**EXERCISE TEXT:**
#####

(Reuters) – Industrial conglomerate 3M CO on Wednesday warned of a $300 million hit to revenue in the current quarter as COVID lockdowns in China slam demand and worsen supply chain issues.
The company also expects an impact of 30 cents to per-share earnings in the second quarter, Chief Executive Michael Roman said at the Bernstein Strategic Decisions Conference.
China’s “zero Covid” policy to combat the Omicron variant triggered fresh lockdowns and shut factories, hurting the sales prospects of businesses worldwide as consumers dialed back spending in the world’s second-biggest economy.
“COVID shutdowns in China impacted our manufacturing operations in the country,” Roman said.
The comments come over a month after 3M said China’s lockdowns and the Ukraine crisis had slowed sales in April.
The diversified manufacturer, which makes everything from Post-It notes to industrial sandpaper, also flagged impacts to the automotive and electronics end markets due to chip shortages driven by supply chain snags.
“The outlook for automotive build rates is about 4% year-over-year improvement. We started the year at 9%,” Roman said.
Still, 3M expects some recovery in June even as inflation soars.
“We’re able to offset it (inflation) with price and sourcing actions and productivity and yield, and that’s how we’re managing it,” Roman said.
In a bright spot, Shanghai earlier this week announced an end to its two-month long COVID-19 lockdown.

#####

**ASSIGNMENT 1:**
In the 3M news report, write out the stretch from "Still, 3M expects" through "long COVID-19 lockdown." again, substituting "July" for "June".
**ASSIGNMENT 2:**
Condense the paragraph of the 3M news report that begins "The diversified manufacturer, which makes everything" into a shorter sentence that keeps its main facts.

**SUPPLIED MATERIAL:**
#####

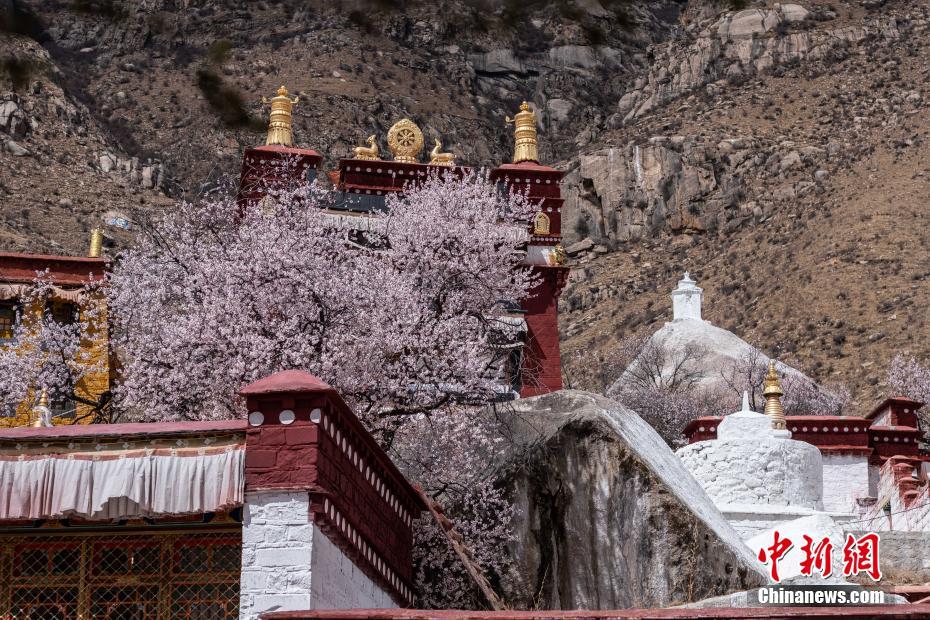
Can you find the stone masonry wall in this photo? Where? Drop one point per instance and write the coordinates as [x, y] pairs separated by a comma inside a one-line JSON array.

#####

**FINAL ANSWER 1:**
Still, 3M expects some recovery in July even as inflation soars.
“We’re able to offset it (inflation) with price and sourcing actions and productivity and yield, and that’s how we’re managing it,” Roman said.
In a bright spot, Shanghai earlier this week announced an end to its two-month long COVID-19 lockdown.

**FINAL ANSWER 2:**
3M, whose products range from Post-It notes to industrial sandpaper, also pointed to effects on its automotive and electronics end markets from chip shortages caused by supply chain snags.